▸ Objectif: Poursuivez la critique du roman consacré à la dernière nuit de Kadhafi, reproduite ci-dessous, en reprenant immédiatement après sa dernière phrase.

▸ Texte de lecture:
◇ ◇ ◇ ◇ ◇ ◇ ◇
Le voici au soir de sa vie entouré de quelques fidèles en loques, dans une villa en ruines ciblé par les missiles, traqué par son peuple haineux qui hier encore l'adulait. Il soliloque ses souvenirs des sommets de la Ligue Arabe ; dresse quelques portraits saisissants comme celui de Ben Ali « chiffe mole en costume de caïd...maquereau endimanché... boursouflure maniérée ».
À ses compagnons d'infortunes de la dernière heure, il ordonne, réplique, pardonne les audaces. Les dialogues sonnent vrai. On s'y croirait.

Qu'en un lieu en une nuit un seul fait s'accomplit...la dernière nuit de Kadhafi respecte la règle des trois unités. Le roman de Yasmina Khadra est une fascination en fauteuil d'orchestre. On se surprend à souhaiter une adaptation au théâtre.
◇ ◇ ◇ ◇ ◇ ◇ ◇
▸ Données:
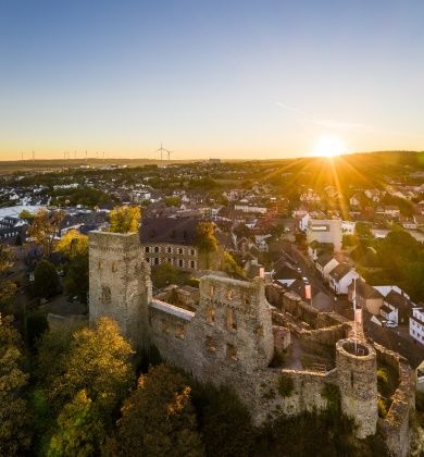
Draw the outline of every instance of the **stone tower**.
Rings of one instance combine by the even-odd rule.
[[[364,439],[376,431],[377,359],[372,346],[353,338],[340,339],[336,345],[338,386],[341,410],[354,419],[357,436]]]
[[[89,317],[110,316],[136,348],[148,346],[150,268],[138,233],[89,233]]]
◇ ◇ ◇ ◇ ◇ ◇ ◇
▸ Corrigé:
Le Bourguiba de Raja Farhat
En Tunisie, le grand comédien Mohamed Raja Farhat joue Bourguiba à guichet fermé. Il a ressuscité en chair en os et en faconde le père de la Tunisie orpheline. Sur scène, Raja est le Combattant Suprême réincarné. Dans la rue, on le reconnaît, les gens s'écartent avec respect en lui donnant du Sidi el Raïs, les femmes trillent des youyous, les passants lui offrent leur bouquet de jasmin, les enfants tendent la joue pour une bise. La prouesse n'est pas seulement celle d'un génial acteur, elle est aussi celle d'un éducateur et d'un historien car Raja Fahat ne se contente pas de mimer Bourguiba, il répand et prolonge la pensée du grand homme d'État.

Il y a peu de temps, l'artiste se produisait au Théâtre Reuilly à Paris où il avait été invité par la Fédération des médecins tunisiens en France laquelle regroupe pas moins de 311 praticiens dont une flopée de Professeurs agrégés.
Bourguiba était là ; fier comme Artaban, contemplant son œuvre immense. Grâce à lui, en moins de cinquante ans, la Tunisie est parvenue à s'extirper du sous développement au point d'exporter des docteurs et des doctoresses à l'ancienne puissance coloniale. Un exploit sans pareil !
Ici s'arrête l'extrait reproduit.